:: ОТРЫВОК ::

По-настоящему либеральных экономических реформ во многих отраслях нет, а настроения населения таковы, что такие реформы провести очень сложно. Ближайшая выборная кампания будет, скорее всего, социал-популистской, по крайней мере все будут разыгрывать эту карту. После такой социал-популистской кампании очень сложно проводить праволиберальные реформы.

Михаил Соколов: Вам же нравится пенсионная реформа в России. Путин провел социал-популистскую кампанию, а потом заворачивает гайки.

Дмитрий Некрасов: У Путина гораздо больше свобода рук, чем у Украины, потому что там действительно гораздо большей степени демократичность и больше разных групп. В том-то и дело, что я не вижу сил, которые могли бы провести реальные очень жесткие реформы. Чтобы провести такие реформы, нужна власть, которая может себе это позволить. Такой власти очень сложно сложиться в текущих условиях.

Если бы вначале, на пике военных действий – ведь обычно жесткие праволиберальные реформы проводят националистические правительства, то есть это было и в Прибалтике, это было в Грузии и так далее, – может быть, и был бы какой-то шанс, что они бы провели быстрые радикальные реформы, которые Украине остро необходимы, то сейчас, когда очень сильны социал-популистские настроения, я боюсь, что следующая власть не сможет провести столь необходимых ярких праволиберальных реформ.

Михаил Соколов: Тарас, во-первых, вы слышали выступление вашего коллеги, такого мягкого, я бы сказал, в отношении России. Во-вторых, все-таки о действующих силах реформ – есть они или нет?

Тарас Березовец: Как раз в тот момент, когда мы обсуждали пятилетие "революции достоинства", Верховная рада в первом чтении приняла документ, который закрепляет выбор НАТО в качестве стратегической цели Украины. Это фактически и есть ответ на ту агрессию, которую Путин решил развязать против украинского народа пять лет назад.

Относительного того, что говорил Дмитрий Некрасов, вы знаете, таких, как Дмитрий, в Российской Федерации, к сожалению, абсолютное меньшинство, думающих, абсолютно понимающих. Но я хочу возразить Дмитрию в той части, что проводить реформы, сегодня непопулярные, достаточно сложно.

Парадоксально, но в стране с таким сильным авторитарным режимом, как Россия, у Владимира Путина действительно развязаны руки. Именно по этой причине он абсолютно без сопротивления проводит в стране жесткую, но в то же время необходимую для российской экономики пенсионную реформу. Я представляю, как подобная реформа реализовывалась бы в стране демократической, как Украина, например, где существуют разные подходы, есть свои популисты, есть люди-реалисты. Именно в этом и отличаются демократические государства и страны авторитарные. И здесь Дмитрий абсолютно прав: проводить непопулярные реформы в страны с авторитарным, тоталитарным режимом управления намного проще.

Михаил Соколов: Все-таки относительно борьбы с коррупцией, поскольку на эту тему высказываются очень активно оппоненты нынешнего президента Порошенко. Я понимаю, можно закрепить в конституции европейский выбор и курс в НАТО – это такое яркое заявление политические, а привлечь к ответственности коррупционеров из числа чиновников, получается, достаточно сложно. Или создать системы, которые снижают коррупцию при закупках.

:::

§ **ВАША ЗАДАЧА**
Напишите продолжение разговора о реформах и борьбе с коррупцией на Украине, начав сразу после последней реплики отрывка.

:: ИСХОДНЫЕ ДАННЫЕ ::

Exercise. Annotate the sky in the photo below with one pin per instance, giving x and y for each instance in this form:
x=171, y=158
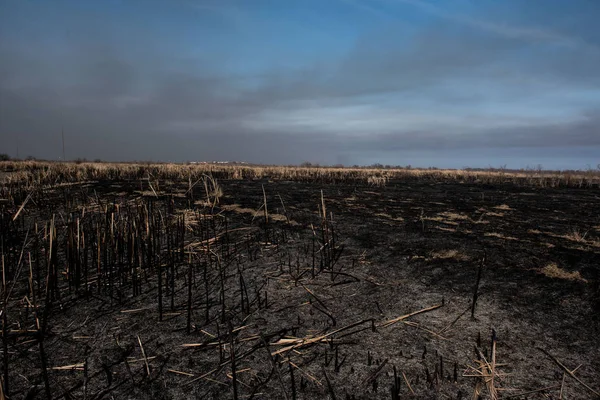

:::

§ **РЕЗУЛЬТАТ ВЫПОЛНЕНИЯ**
Тарас Березовец: С 2015 года в Украине выстроена одна из лучших систем борьбы с коррупцией. Создана с нуля система, которой не существовало никогда, которая включает в себя национальное антикоррупционное бюро, национальную антикоррупционную прокуратуру, национальное агентство по противодействию коррупции, а сегодня еще и государственное бюро расследований. Все эти четыре структуры вместе с Генпрокуратурой занимаются тем, что за это время, в частности, проведены беспрецедентные конфискации, свыше полутора миллиардов долларов, которые хранились на счетах бывшего президента Виктора Януковича, которые были украдены из бюджета Украины, возвращены в украинский бюджет. Назовите мне подобный прецедент в любой европейской стране.

Возбуждены уголовные дела, посажены, привлечены к ответственности совокупно свыше трех тысяч коррупционеров любого уровня. Не говоря о том, что в Украине как раз в эти дни разгорается громкий скандал с руководителем государственной службы господином Проданом, которого тоже подозревают в коррупции, чья переписка о незаконном влиянии на решения его структуры была вскрыта Службой безопасности Украины, он сейчас сбежал, прячется за границей. Нигде, ни в одном из этих случаев власть не скрывает этих преступлений, наоборот, вся эта информация максимально становится публичной и доступной украинским гражданам.

Михаил Соколов: Андрей Ермолаев просит слова. Я тоже хотел бы услышать и о коррупции, и о перспективах президентских выборов.

Андрей Ермолаев: Я хочу отреагировать на реплику по поводу мягкости/не мягкости в отношении России. У меня нет никакого желания в эфире российском рассуждать о России. Россия выбрала свой путь реставрации. Судя по ситуации в российском обществе, вариант авторитарного правления устраивает многих. В Украине, к сожалению, российская политика стала поводом уйти от собственных проблем. У нас все путиноведы знатоки тоталитарных процессов в России. Я думаю, вариант, который выбран в России, он рано или поздно приведет к глубочайшему кризису России как европейской страны, к сожалению, постоянно догоняющей и останавливающейся. Поэтому это не вопрос нашего разговора.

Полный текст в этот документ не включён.